━━━━━ Entries supplied ━━━━━

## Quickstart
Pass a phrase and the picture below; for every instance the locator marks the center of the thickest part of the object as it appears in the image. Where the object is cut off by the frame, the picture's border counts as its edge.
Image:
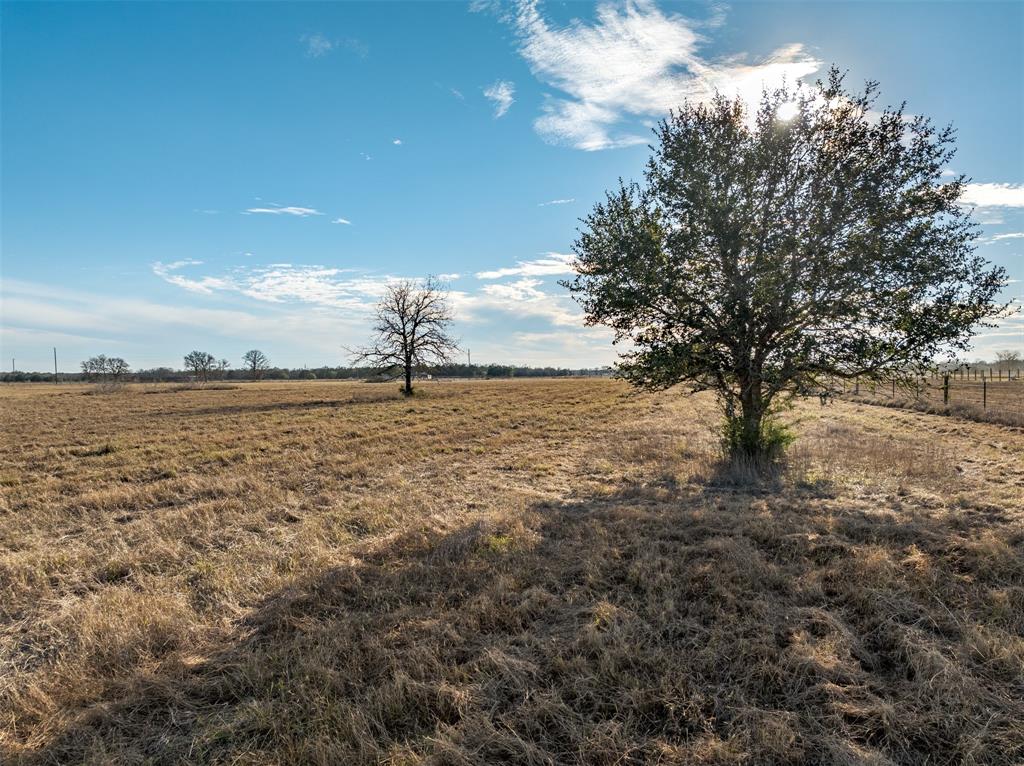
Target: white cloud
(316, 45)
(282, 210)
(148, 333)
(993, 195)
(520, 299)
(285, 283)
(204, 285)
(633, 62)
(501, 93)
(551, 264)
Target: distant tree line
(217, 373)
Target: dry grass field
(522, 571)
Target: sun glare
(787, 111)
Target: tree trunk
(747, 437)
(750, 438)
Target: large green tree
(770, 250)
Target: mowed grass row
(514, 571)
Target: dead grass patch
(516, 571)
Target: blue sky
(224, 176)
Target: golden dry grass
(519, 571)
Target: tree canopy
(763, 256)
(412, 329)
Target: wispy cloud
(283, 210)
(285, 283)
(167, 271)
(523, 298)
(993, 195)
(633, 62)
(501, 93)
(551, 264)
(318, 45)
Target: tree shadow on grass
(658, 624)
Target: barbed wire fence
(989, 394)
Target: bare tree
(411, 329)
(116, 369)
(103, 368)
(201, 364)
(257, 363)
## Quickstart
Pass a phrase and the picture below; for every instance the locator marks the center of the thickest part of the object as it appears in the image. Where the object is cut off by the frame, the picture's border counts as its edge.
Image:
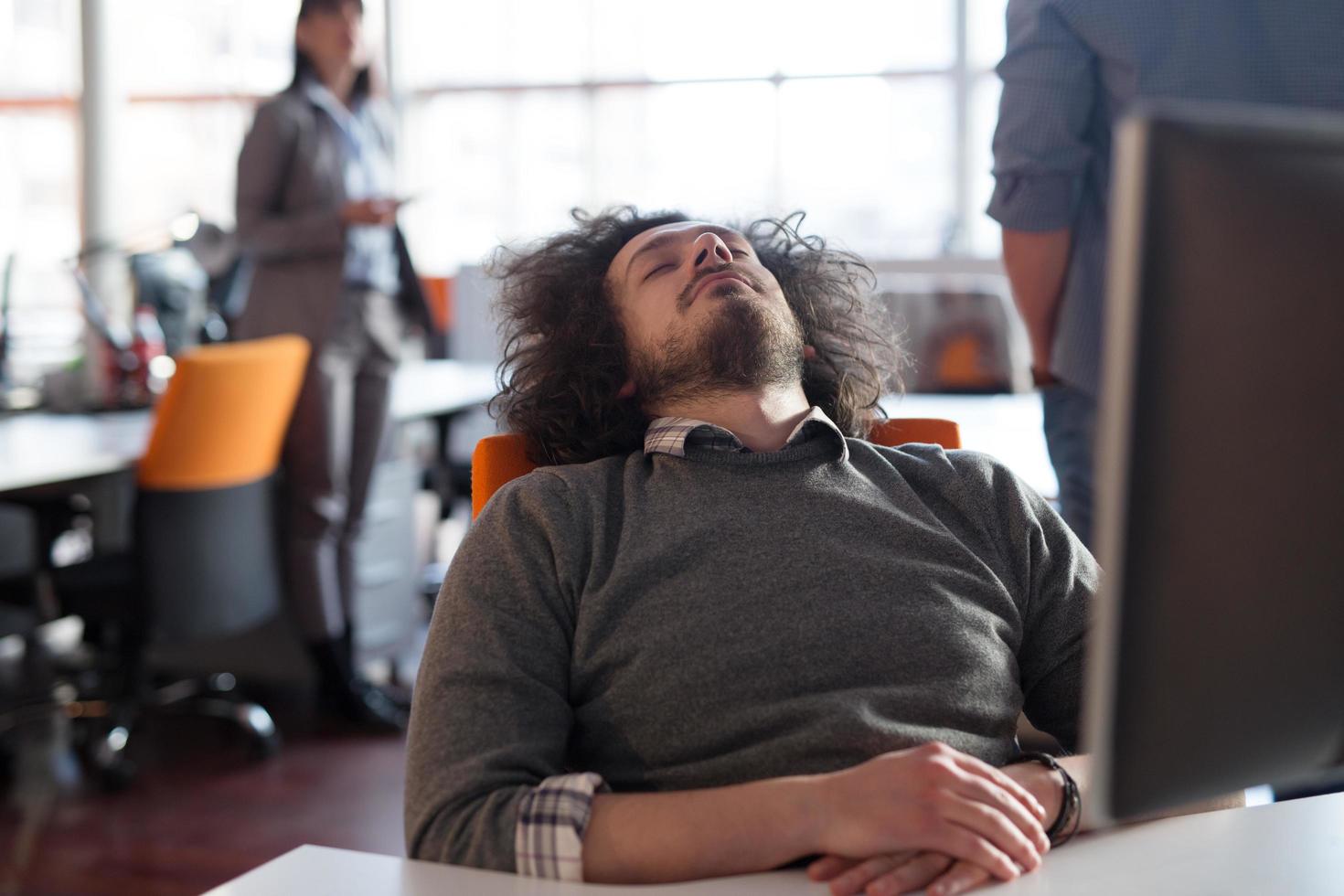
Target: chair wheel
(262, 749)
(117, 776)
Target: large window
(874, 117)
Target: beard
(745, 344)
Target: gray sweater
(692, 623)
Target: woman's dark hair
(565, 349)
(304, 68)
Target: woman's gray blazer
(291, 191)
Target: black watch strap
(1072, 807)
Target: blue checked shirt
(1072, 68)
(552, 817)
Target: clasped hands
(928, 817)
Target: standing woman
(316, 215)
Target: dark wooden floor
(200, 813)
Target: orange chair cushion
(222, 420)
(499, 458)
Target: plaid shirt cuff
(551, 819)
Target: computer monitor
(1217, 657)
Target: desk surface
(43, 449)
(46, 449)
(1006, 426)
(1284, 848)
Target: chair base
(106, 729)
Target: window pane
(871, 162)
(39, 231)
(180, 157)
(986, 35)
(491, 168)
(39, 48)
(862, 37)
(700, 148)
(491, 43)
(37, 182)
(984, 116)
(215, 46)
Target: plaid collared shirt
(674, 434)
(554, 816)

━━━━━

▶ _Problem statement_
Rewrite all the lines above, replacing "Target" with "Label" wherever it appears and changing nothing else. Leave the pictures out of your version.

▶ _Exercise solution_
## Quickstart
Pass a phrase and the picture below; for every instance the locator marks the center of the thickest part of the object as it appears in the image. Where the object is cut off by the frame, the picture's border counts as its edge.
Image:
Label: white cloud
(316, 45)
(282, 210)
(148, 333)
(993, 195)
(520, 299)
(285, 283)
(204, 285)
(633, 62)
(501, 93)
(551, 264)
Label: distant tree line
(217, 373)
Label: dry grass field
(522, 571)
Label: sun glare
(787, 111)
Label: tree trunk
(747, 437)
(750, 438)
Label: large green tree
(770, 250)
Label: mowed grass row
(514, 571)
Label: dead grass patch
(516, 571)
Label: blue sky
(224, 176)
Label: golden dry grass
(519, 571)
Label: tree canopy
(763, 256)
(412, 329)
Label: wispy cloud
(283, 210)
(285, 283)
(167, 271)
(523, 298)
(993, 195)
(633, 62)
(501, 93)
(551, 264)
(318, 45)
Label: tree shadow on grass
(658, 624)
Label: barbed wire fence
(989, 394)
Label: bare tree
(411, 329)
(116, 369)
(103, 368)
(201, 364)
(257, 363)
## Quickstart
Pass a phrase and the picture below; for every instance the locator marks the center of the thickest part of the object as it appears in the image. Where the object is cut off by the frame, the picture's border counts as its edge.
Image:
Label: chair wheel
(262, 749)
(117, 776)
Label: large window
(874, 117)
Label: beard
(745, 344)
Label: gray sweater
(692, 623)
Label: woman's dark hair
(565, 349)
(304, 68)
Label: woman's gray blazer
(291, 191)
Label: black watch strap
(1072, 807)
Label: blue checked shirt
(1072, 68)
(552, 817)
Label: clasped hands
(928, 817)
Label: standing woman
(316, 215)
Label: dark wooden floor
(200, 813)
Label: orange chair cushion
(222, 420)
(499, 458)
Label: plaid shirt cuff
(551, 819)
Label: computer monitor
(1217, 657)
Label: desk surface
(43, 449)
(46, 449)
(1006, 426)
(1284, 848)
Label: chair base
(106, 729)
Label: window pane
(871, 162)
(39, 231)
(180, 157)
(986, 35)
(491, 168)
(39, 48)
(862, 37)
(700, 148)
(491, 43)
(37, 182)
(984, 116)
(215, 46)
Label: plaid collared shirt
(674, 434)
(554, 816)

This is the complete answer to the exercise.